(PROBLEM A) Name every person mentioned by name in the review of Go Big.
(PROBLEM B)
Using the review of Go Big, decide whether each statement below is true, and back each answer with the deciding words from the review.
(i) Labour had controlled Durham County Council since 1919.
(ii) Go Big runs to fewer than 300 pages.
(iii) The book grew out of a podcast that Miliband co-launched in September 2017.
(PROBLEM C) From the review of Go Big, extract the passage that begins with the words containing "There is so" and ends with "we will succeed.".

(SUPPLIED TEXT)

------------------------------

The narrow and shallow optimism of Ed Miliband’s Go Big

The unreal vision laid out in his new book explains the sad comedy of Miliband’s political career, and the rout of centre-left progressivism.

By John Gray

There is a kind of poetry in Ed Miliband’s magnum opus coming out at the present time. Along with Hartlepool and swathes of the north and Midlands, Labour has lost control of Durham County Council, which it had held since 1919. Miliband’s own Doncaster North Westminster seat is at risk. Keir Starmer’s pursuit of a fictitious centre ground has led the party into a blind alley. Labour desperately needs new thinking. Yet at this moment of crisis, Miliband has come forward with a restatement of progressive orthodoxy.

The book itself is decidedly prosy. More than 350 pages long, nearly 70 of them footnotes and index, Go Big reads much of the time like a laborious doctoral thesis. But that is only one side of it. Originating from a podcast called Reasons to be Cheerful that Miliband co-launched in September 2017, it is also full of evangelical uplift. The closing lines read:

There is so much to fight for in the here and now. What happens in the next decade or two will have long-standing consequences. There are good people everywhere who believe in something better for our societies. You are not alone. If we join together we will succeed.

------------------------------

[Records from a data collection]
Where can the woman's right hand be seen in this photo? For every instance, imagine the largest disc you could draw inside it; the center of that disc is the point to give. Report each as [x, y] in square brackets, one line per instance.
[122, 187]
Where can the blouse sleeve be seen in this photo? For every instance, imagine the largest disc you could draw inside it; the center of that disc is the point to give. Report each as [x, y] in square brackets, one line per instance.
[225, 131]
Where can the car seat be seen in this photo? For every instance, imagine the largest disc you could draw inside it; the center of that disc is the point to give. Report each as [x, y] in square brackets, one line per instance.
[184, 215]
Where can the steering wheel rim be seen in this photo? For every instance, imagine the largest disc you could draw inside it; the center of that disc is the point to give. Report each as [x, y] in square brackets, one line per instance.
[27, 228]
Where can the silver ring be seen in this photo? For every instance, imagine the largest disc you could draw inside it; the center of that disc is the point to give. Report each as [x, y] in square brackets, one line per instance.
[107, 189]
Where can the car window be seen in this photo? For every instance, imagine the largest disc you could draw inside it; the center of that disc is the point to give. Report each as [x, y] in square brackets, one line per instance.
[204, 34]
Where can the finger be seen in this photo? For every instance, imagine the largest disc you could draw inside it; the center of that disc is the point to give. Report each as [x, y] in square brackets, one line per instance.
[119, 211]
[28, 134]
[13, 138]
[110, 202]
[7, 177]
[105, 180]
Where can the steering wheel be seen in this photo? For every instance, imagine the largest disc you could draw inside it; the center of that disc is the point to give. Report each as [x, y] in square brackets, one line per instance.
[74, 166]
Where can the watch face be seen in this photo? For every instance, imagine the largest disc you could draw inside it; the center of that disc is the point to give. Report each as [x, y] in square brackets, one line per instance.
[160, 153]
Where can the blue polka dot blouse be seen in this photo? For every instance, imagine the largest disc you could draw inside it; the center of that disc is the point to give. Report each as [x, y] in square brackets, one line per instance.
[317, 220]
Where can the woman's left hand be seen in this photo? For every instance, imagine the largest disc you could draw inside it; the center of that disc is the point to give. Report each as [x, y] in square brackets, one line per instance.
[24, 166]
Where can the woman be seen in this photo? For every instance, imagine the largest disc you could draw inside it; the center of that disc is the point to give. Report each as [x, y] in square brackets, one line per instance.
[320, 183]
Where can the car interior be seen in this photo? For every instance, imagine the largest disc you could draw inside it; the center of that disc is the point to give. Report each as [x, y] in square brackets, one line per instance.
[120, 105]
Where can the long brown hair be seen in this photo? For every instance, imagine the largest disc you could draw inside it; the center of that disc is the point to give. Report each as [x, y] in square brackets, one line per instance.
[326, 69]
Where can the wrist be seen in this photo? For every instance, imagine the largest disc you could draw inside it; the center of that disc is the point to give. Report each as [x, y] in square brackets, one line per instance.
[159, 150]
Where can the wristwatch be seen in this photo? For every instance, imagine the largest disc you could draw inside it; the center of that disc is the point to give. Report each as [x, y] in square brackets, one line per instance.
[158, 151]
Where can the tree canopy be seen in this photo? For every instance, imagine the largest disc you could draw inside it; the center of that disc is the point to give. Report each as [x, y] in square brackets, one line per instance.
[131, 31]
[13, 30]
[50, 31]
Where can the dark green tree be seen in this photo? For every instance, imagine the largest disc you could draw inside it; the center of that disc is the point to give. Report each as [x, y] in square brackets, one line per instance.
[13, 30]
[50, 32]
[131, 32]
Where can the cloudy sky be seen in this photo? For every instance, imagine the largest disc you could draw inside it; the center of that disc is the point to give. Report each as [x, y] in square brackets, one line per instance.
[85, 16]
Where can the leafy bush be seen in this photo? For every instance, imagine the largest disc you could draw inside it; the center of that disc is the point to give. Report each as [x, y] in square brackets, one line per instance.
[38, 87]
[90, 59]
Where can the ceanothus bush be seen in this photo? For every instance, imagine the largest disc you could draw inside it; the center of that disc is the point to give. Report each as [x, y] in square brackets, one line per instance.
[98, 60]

------------------------------

(TASK ANSWER A)
- Ed Miliband
- John Gray
- Keir Starmer

(TASK ANSWER B)
(i) Yes: "Labour has lost control of Durham County Council, which it had held since 1919."
(ii) No: "More than 350 pages long, nearly 70 of them footnotes and index"
(iii) Yes: "Originating from a podcast called Reasons to be Cheerful that Miliband co-launched in September 2017"

(TASK ANSWER C)
There is so much to fight for in the here and now. What happens in the next decade or two will have long-standing consequences. There are good people everywhere who believe in something better for our societies. You are not alone. If we join together we will succeed.